▶ **Verilen metin**:
▼▼▼
Kumar-Tavşantepe imamı ve rakı vaadi
Küllükte 12 sigara izmariti vardı.
Bir tanesi can çekişircesine sönmeye yüz tutmuştu.
Cılız bir duman, odadaki ağır havayı yararak tavana ulaşmaya çabalıyordu.
Sandalyenin ucunda, yorgun bir beden oturuyordu.
Sanki yılların yükü omuzlarına çökmüş gibiydi.
Masanın köşesinden başını yavaşça kaldırdı.
Nefes almak bile zulüm gibiydi artık.
Masasının üzeri leş gibi pislik içindeydi.
Koluyla üstün körü temizledi ama sadece üstündekini süpürebilmişti; masanın altındaki o
görünmeyen kaos gibi hayatındaki karmaşayı da böyle basitçe süpüremeyecekti.
Sonra beyaz bir kâğıt çıkardı.
Uzun uzun baktı ona, sanki kâğıtla arasında söylenmemiş bir sır vardı.
Siyah kaplı kalemi aldı eline ama yazamadı. Mürekkep kurumuştu.
"Tükenmişim" diye düşündü.
Bir bakış attı kâğıda; umutsuzluk dolu yenilgiyi kabul eden acı bir bakış...
Odada bir anlık sessizlik oldu.
Gözü, odanın diğer köşesindeki camın önünde duran kaleme kaydı.
Kalkacak hâli yoktu ama kalktı. "Sona yaklaştığını bilmek insana son bir güç verir," diye düşündü içinden.
Yavaş adımlarla kalemi aldı, tekrar kâğıdın başına oturdu.
Ama ne yazacaktı? Düşünceler beyninde uçuşuyor, hiçbiri tutunamıyordu.
"Nasıl anlatılırdı ki" dedi kendi kendine.
Fazla düşünmedi, yazmaya başladı.
"Sevgili ailem ve arkadaşlarım," diye yazdı titreyen elleriyle.
İlk cümleden sonra içini bir ürperti kapladı.
Sanki kâğıda dökülen her kelimeyle biraz daha gerçeğe yaklaşıyordu.
"Bu benim son seslenişim, aslında çığlığım" diye düşündü, ama bunu yazamadı.
Kalem o kadar ağırlaştı ki elinde yazmak istediklerini bile kâğıda geçiremedi.
▲▲▲
▶ **Alıştırmalar**:
- 1) Verilen metne göre küllükte kaç sigara izmariti vardı?
- 2) Masa başında mektup yazmaya çalışan kişiyi anlatan metni, son cümlesinden itibaren devam ettirerek yazın.
Aşağıdaki öğeler metinden bağımsız, ayrı bir malzemedir.

Kaynak veriler
▼▼▼
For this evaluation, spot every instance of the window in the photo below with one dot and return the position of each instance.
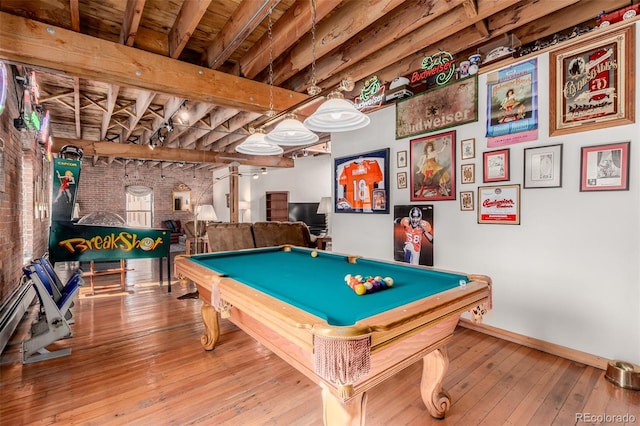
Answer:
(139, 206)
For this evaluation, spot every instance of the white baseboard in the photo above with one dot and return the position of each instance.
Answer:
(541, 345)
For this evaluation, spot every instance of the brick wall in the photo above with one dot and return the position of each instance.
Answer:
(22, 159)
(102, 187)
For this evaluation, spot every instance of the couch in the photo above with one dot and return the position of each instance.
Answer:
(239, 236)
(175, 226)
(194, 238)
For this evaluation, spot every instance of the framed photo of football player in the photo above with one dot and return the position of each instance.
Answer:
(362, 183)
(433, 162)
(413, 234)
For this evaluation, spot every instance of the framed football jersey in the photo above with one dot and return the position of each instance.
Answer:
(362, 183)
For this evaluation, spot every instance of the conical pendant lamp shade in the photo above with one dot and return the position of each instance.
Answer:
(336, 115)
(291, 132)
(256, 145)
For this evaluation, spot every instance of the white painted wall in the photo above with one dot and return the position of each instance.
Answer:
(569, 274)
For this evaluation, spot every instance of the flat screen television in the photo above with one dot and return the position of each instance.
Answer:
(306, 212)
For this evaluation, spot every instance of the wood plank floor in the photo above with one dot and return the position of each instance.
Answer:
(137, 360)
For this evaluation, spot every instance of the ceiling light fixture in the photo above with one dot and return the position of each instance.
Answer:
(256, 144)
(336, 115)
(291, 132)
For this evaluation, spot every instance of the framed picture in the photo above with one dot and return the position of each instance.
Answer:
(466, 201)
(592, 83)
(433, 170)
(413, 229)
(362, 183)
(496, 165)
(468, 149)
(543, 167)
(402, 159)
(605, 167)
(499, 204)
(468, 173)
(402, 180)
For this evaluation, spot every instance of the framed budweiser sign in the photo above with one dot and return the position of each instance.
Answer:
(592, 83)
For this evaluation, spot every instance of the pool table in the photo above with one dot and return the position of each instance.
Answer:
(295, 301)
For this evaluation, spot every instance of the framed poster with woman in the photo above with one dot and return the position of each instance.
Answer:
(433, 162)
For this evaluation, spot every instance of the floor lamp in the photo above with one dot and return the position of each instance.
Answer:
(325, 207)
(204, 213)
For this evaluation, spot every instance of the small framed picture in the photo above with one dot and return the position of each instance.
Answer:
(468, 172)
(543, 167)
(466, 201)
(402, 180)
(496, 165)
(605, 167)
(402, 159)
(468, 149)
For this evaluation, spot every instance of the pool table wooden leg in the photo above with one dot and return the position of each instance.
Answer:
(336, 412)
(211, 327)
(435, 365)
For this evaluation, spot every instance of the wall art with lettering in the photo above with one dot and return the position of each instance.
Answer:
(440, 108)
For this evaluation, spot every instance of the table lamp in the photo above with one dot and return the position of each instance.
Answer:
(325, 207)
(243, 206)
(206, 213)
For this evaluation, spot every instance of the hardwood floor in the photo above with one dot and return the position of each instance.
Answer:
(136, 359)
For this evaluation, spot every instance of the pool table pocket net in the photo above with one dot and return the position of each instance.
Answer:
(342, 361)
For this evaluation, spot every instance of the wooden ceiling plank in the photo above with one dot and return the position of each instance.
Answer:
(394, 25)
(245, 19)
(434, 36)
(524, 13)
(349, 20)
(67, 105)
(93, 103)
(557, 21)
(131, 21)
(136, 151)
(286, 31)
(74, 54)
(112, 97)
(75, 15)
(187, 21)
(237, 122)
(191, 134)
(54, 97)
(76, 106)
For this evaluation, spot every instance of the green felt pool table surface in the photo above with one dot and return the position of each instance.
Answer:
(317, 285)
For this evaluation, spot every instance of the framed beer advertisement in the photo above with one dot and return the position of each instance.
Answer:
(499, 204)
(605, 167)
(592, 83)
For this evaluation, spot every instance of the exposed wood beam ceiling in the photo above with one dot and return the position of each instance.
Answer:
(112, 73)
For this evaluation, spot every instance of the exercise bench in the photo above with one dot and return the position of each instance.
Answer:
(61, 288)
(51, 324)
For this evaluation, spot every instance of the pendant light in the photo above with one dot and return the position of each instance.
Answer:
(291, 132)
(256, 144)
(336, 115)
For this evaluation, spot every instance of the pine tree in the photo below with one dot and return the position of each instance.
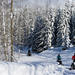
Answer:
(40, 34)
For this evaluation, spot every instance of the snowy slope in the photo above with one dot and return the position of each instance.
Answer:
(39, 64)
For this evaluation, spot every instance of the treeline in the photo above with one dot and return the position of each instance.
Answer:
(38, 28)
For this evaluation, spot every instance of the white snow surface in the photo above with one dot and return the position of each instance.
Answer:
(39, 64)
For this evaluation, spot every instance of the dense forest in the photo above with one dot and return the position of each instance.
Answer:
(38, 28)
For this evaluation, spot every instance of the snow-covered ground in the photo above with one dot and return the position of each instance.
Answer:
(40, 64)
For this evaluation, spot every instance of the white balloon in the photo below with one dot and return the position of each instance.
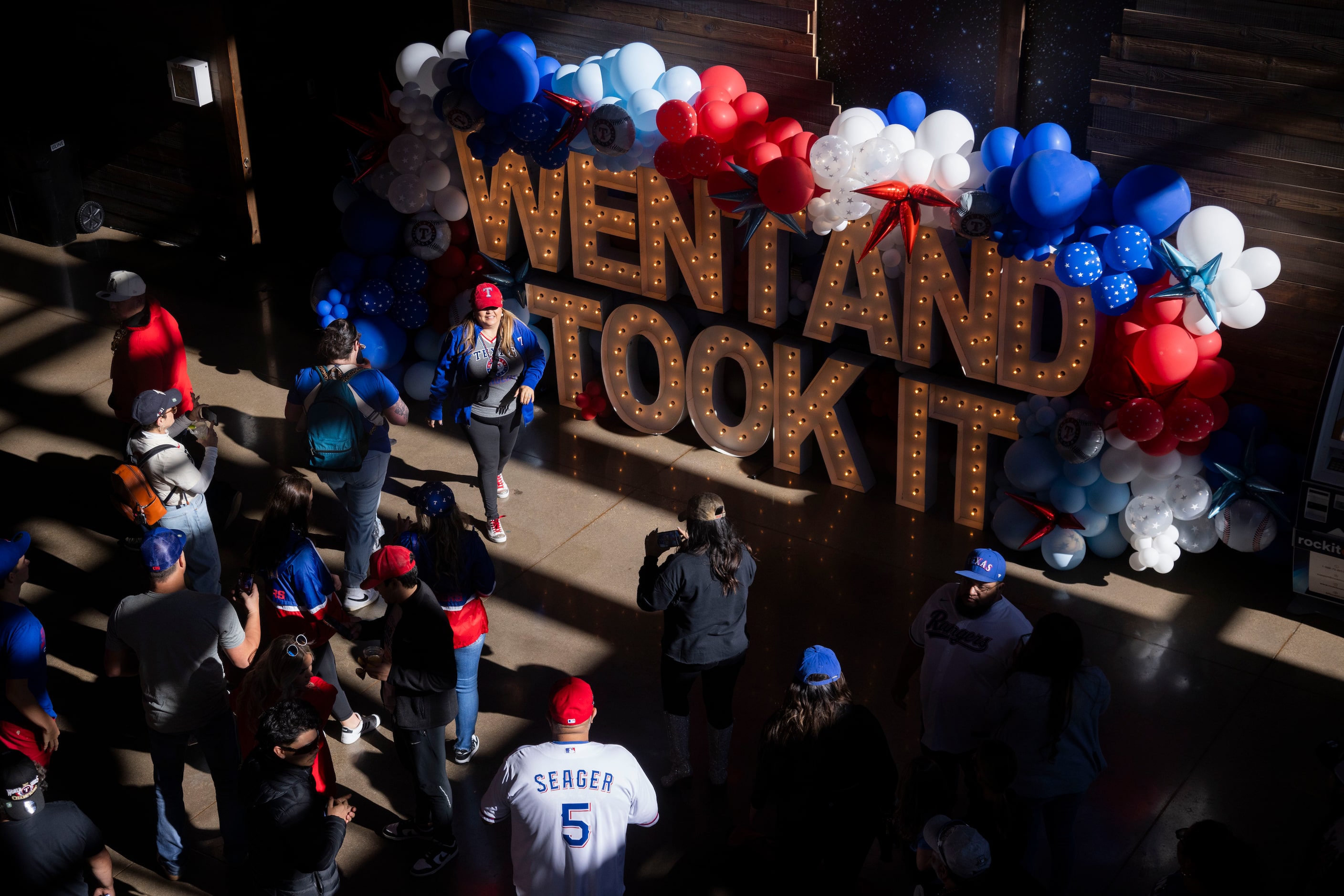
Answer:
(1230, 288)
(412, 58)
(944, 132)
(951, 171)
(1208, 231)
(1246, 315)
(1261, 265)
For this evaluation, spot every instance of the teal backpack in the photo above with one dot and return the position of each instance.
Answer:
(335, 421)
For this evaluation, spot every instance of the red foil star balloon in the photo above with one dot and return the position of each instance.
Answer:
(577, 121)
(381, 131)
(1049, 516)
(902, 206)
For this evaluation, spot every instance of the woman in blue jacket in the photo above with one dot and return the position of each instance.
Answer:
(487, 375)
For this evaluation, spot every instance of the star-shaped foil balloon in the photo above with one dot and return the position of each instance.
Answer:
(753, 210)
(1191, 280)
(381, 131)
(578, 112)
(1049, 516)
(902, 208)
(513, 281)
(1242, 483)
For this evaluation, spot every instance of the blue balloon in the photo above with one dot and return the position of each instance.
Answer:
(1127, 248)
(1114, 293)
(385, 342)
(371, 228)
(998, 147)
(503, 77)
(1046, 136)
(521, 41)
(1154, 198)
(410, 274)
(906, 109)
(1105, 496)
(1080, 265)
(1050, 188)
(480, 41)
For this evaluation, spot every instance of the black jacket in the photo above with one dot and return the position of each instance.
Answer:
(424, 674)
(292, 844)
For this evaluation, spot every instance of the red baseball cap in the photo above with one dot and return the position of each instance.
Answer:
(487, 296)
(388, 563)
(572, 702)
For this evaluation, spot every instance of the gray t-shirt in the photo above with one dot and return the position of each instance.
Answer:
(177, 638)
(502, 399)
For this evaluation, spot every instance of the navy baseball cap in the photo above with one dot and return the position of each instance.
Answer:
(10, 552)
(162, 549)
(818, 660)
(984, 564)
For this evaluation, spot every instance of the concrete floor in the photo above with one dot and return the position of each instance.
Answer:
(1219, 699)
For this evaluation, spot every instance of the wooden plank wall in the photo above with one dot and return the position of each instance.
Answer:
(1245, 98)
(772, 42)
▲▲▲
▶ **Cevaplar**:
- 1) Küllükte 12 sigara izmariti vardı.

- 2)
İçindeki boşluğu dinliyordu aylardır.
Borcu çoktu.
Kumarın-bahisin zehrine kapıldığını ailesi bilmiyordu.
Borçları büyüdükçe hayattaki anlamı da aynı hızla kayboluyordu.
Her kazandığında yaşadığı coşku, kaybettiğinde içine düşen derin boşlukla yer değiştiriyordu.
O an anladı ki kumar ona sahte bir umut sunmuş ama her defasında biraz daha çökertmişti.
"Kumar" diye devam etti Serkan, "beni aldattı. O tatlı hayaller, parlak ışıklar bana kazandığımı, güçlü olduğumu
ve her şeyi geri alabileceğimi fısıldadı.
Ama gerçek çok daha acıydı. Bir enkaza dönüşmüştü.
"Artık ne bir çıkış yolu, ne de bir umut kaldı."
Kumar, onu adeta karanlık bir uçuruma sürüklemişti.
"Yalancı dünya," diye düşündü.
"Bana hayal satarken, aslında ruhumu çalıyormuş."
Son bir cümle daha ekledi: "Her şeyin düzeleceğine dair inancım kalmadı."
Serkan, mektubunu dikkatlice katlayıp masanın üzerine koydu.
Bir an durdu, derin bir nefes aldı.
"İnsan, en çok kaçtığı kaderine koşar," dedi içinden.
Babasının silahını aldı.
O an, hayatındaki bütün ağırlıklar bir anda kalkmış gibi hissetti ve tetiği çekti.
Serkan'ın trajedisi aslında büyük bir toplumsal yarayı gözler önüne seriyor.
O ve onun gibilerinin sığındığı duygu durumunu Serkan karakteri üzerinden naçizane anlatmaya çalıştım.
Türk gençliğinin başı büyük bir dertte.
Kumar bağımlılığı, özellikle son yıllarda inanılmaz seviyelere ulaştı.
Bu durum fazlasıyla canımı sıkıyor.
Kumar bataklığına saplanan insan sayısı artık azımsanamayacak kadar fazla.
Serkan bu batakta kaybolanlardan sadece biri.
Ya on binlercesi ne halde?
Bakanlıklar ve aileler bu duruma kayıtsız kalmamalı.
Aksi takdirde, bu karanlık girdap daha fazla genci içine çekecek.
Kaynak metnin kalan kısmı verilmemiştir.